Region labeling items

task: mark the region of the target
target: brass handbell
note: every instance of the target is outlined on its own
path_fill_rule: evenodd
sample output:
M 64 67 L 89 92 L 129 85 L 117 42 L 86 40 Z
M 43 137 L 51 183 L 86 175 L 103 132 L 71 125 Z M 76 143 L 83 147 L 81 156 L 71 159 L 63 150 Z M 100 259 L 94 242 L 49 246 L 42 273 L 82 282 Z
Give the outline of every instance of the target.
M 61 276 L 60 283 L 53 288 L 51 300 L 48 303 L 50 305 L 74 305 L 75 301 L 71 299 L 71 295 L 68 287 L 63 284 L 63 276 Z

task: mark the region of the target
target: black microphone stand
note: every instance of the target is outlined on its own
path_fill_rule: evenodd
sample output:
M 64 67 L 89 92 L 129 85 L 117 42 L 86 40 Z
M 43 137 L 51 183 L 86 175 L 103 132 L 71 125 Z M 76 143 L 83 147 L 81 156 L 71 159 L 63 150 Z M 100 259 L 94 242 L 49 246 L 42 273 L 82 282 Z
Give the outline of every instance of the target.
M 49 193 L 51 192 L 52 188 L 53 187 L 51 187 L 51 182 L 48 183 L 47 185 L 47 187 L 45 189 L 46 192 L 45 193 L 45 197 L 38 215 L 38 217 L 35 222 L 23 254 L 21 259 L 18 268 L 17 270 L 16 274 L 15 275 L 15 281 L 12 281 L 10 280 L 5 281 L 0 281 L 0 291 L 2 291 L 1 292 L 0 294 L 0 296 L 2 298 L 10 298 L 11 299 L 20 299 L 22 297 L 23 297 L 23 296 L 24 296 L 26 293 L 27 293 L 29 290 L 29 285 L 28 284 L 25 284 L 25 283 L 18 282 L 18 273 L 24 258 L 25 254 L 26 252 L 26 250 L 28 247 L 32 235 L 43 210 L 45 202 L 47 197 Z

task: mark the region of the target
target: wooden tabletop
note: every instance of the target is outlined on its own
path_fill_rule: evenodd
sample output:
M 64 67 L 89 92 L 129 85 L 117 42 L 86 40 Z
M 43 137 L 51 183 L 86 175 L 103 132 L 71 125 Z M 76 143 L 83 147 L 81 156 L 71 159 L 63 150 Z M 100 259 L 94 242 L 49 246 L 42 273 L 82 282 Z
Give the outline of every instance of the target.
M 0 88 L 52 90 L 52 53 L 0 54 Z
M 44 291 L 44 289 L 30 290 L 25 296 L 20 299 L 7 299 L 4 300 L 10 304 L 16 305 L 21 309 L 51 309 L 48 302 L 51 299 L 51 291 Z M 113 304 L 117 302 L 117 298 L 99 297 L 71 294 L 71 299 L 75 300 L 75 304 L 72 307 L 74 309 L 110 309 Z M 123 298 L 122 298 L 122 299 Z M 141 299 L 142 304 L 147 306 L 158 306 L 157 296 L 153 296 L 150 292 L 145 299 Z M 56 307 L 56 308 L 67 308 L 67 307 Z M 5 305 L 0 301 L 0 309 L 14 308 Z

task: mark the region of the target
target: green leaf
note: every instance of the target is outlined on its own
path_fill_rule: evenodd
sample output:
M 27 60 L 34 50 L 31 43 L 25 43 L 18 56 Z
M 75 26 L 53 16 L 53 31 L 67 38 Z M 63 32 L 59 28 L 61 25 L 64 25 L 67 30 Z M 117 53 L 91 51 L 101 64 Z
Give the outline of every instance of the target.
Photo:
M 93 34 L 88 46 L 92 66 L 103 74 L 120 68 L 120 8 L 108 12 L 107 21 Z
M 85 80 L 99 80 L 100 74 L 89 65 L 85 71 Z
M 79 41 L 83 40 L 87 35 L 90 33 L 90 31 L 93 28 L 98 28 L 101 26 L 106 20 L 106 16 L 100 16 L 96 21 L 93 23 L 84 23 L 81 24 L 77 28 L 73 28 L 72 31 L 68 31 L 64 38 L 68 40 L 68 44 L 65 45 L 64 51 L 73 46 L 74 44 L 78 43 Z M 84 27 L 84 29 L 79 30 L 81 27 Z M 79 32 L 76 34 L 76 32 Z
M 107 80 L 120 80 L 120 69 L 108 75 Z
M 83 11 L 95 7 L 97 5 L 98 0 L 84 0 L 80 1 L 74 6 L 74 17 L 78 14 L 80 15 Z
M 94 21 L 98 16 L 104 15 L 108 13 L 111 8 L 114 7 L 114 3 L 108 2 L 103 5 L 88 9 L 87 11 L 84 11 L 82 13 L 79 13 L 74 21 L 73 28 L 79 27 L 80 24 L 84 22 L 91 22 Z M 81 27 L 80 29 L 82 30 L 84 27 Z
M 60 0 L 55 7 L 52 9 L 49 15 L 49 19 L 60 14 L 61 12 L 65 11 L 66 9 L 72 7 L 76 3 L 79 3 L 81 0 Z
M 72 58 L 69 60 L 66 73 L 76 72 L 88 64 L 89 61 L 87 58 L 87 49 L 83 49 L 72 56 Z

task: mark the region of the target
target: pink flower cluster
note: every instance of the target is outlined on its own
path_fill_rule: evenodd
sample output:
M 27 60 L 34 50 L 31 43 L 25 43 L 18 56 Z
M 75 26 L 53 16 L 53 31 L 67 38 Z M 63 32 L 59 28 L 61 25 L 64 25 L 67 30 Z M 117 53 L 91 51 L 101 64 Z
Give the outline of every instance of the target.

#### Required work:
Copy out, line for line, everything in the records from the start down to and including the line that contains "M 44 291 L 44".

#### The solution:
task: mark the region of the target
target: brass handbell
note: every instance of the target is outlined on its own
path_fill_rule: evenodd
sample output:
M 64 67 L 89 92 L 129 85 L 117 42 L 86 40 Z
M 43 137 L 51 183 L 86 175 L 103 132 L 71 125 Z M 76 143 L 83 147 L 81 156 L 71 159 L 63 150 Z M 100 259 L 94 242 L 49 246 L 42 273 L 82 282 Z
Give the outline of every instance of the target.
M 61 276 L 60 283 L 53 288 L 51 300 L 48 303 L 50 305 L 74 305 L 75 301 L 71 299 L 71 295 L 68 287 L 63 284 L 63 276 Z

task: mark the region of the target
target: black microphone stand
note: every instance of the target is outlined on its own
path_fill_rule: evenodd
sample output:
M 64 67 L 89 92 L 129 85 L 117 42 L 86 40 Z
M 43 137 L 51 183 L 86 175 L 103 132 L 71 125 Z M 76 143 L 83 147 L 81 156 L 71 159 L 63 150 Z M 100 259 L 94 242 L 49 246 L 42 273 L 82 282 Z
Give the outline of every instance of the target.
M 49 193 L 51 192 L 52 188 L 53 187 L 51 187 L 51 182 L 48 183 L 47 185 L 47 187 L 45 189 L 46 192 L 45 193 L 45 197 L 38 215 L 38 217 L 35 222 L 23 254 L 21 259 L 18 268 L 17 270 L 16 274 L 15 275 L 15 281 L 12 281 L 10 280 L 5 281 L 0 281 L 0 291 L 2 291 L 1 292 L 0 294 L 0 296 L 2 298 L 10 298 L 11 299 L 20 299 L 22 297 L 23 297 L 23 296 L 24 296 L 26 293 L 27 293 L 29 290 L 29 285 L 28 284 L 25 284 L 25 283 L 18 282 L 18 273 L 24 258 L 25 254 L 26 252 L 26 250 L 28 247 L 32 235 L 43 210 L 45 202 L 47 197 Z

task: mark the region of the target
target: wooden tabletop
note: every instance of the target is outlined on its own
path_fill_rule: evenodd
sample output:
M 64 67 L 89 92 L 129 85 L 117 42 L 86 40 Z
M 43 137 L 51 183 L 86 175 L 103 132 L 71 125 Z M 76 143 L 83 147 L 81 156 L 71 159 L 63 150 Z M 100 259 L 94 242 L 49 246 L 42 273 L 82 282 Z
Give the outline of every instance of the target.
M 0 88 L 52 90 L 52 53 L 0 54 Z
M 44 291 L 44 289 L 30 290 L 25 296 L 20 299 L 7 299 L 4 300 L 10 304 L 16 305 L 21 309 L 51 309 L 48 302 L 51 299 L 51 291 Z M 113 304 L 117 302 L 117 298 L 99 297 L 71 294 L 71 299 L 75 300 L 75 304 L 72 307 L 74 309 L 110 309 Z M 123 298 L 122 298 L 122 299 Z M 141 299 L 142 304 L 147 306 L 158 306 L 157 296 L 153 296 L 150 292 L 145 299 Z M 56 307 L 56 308 L 67 308 L 67 307 Z M 5 305 L 0 301 L 0 309 L 14 308 Z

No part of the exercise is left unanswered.